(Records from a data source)
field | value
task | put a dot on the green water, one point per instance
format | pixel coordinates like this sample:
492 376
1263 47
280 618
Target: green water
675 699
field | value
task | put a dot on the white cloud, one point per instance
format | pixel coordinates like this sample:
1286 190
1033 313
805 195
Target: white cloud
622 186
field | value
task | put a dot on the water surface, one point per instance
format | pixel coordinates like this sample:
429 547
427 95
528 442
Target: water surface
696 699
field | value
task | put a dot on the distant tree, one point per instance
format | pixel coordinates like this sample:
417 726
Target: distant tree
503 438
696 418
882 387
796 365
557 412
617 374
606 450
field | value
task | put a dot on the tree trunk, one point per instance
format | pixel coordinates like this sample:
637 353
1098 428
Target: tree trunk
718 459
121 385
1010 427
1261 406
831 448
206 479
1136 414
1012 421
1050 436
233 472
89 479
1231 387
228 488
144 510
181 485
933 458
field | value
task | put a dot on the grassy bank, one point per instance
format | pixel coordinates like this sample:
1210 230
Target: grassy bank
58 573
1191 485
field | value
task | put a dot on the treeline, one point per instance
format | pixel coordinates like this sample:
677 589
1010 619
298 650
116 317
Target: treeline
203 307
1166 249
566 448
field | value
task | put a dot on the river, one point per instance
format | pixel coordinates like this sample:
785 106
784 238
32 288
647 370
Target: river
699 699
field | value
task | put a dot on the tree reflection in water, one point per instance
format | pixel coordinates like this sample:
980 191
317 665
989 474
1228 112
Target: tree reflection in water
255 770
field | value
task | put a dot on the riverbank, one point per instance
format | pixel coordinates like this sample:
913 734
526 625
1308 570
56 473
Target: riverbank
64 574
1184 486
==
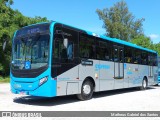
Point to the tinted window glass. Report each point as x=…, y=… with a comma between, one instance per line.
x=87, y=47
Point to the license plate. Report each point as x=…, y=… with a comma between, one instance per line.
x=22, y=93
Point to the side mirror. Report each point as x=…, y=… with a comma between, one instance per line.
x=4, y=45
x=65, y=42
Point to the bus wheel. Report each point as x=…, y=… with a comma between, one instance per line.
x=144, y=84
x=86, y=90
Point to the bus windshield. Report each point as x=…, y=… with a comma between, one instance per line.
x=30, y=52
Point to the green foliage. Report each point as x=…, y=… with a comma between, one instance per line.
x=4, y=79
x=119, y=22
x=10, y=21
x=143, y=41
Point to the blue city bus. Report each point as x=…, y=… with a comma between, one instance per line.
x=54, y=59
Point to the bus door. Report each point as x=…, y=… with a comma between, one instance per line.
---
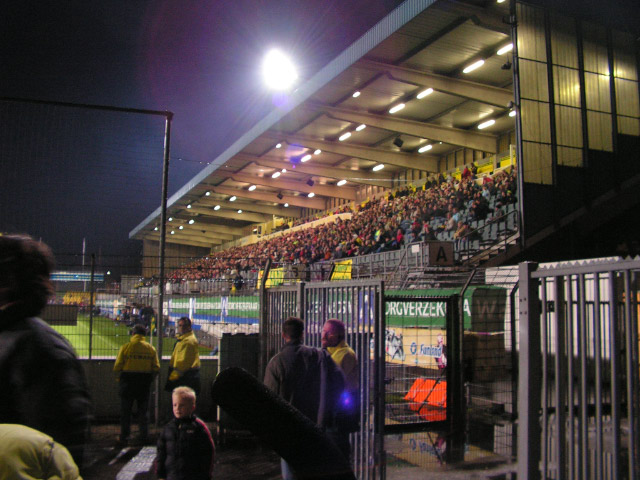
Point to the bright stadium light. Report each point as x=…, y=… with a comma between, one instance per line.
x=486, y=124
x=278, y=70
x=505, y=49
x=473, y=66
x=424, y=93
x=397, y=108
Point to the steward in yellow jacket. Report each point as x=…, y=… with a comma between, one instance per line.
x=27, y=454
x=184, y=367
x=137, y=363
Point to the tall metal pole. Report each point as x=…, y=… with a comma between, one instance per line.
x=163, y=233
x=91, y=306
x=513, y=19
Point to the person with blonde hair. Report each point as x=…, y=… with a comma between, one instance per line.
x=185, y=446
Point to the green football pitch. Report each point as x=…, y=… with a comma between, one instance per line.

*Written exercise*. Arrange the material starting at the line containing "Point to the bus windshield." and ending at the line containing "x=143, y=41" as a two-column CSV with the columns instruction and answer. Give one row per text with its answer, and put each value in a single quoted field with line breaks replaced by spaces.

*Exercise solution*.
instruction,answer
"Point to the bus windshield. Report each point as x=…, y=… with a comma between, one instance per line.","x=30, y=52"
"Point to the green foliage. Report each point as x=…, y=… with a comma between, one instance per line.","x=4, y=79 x=119, y=22 x=10, y=21 x=143, y=41"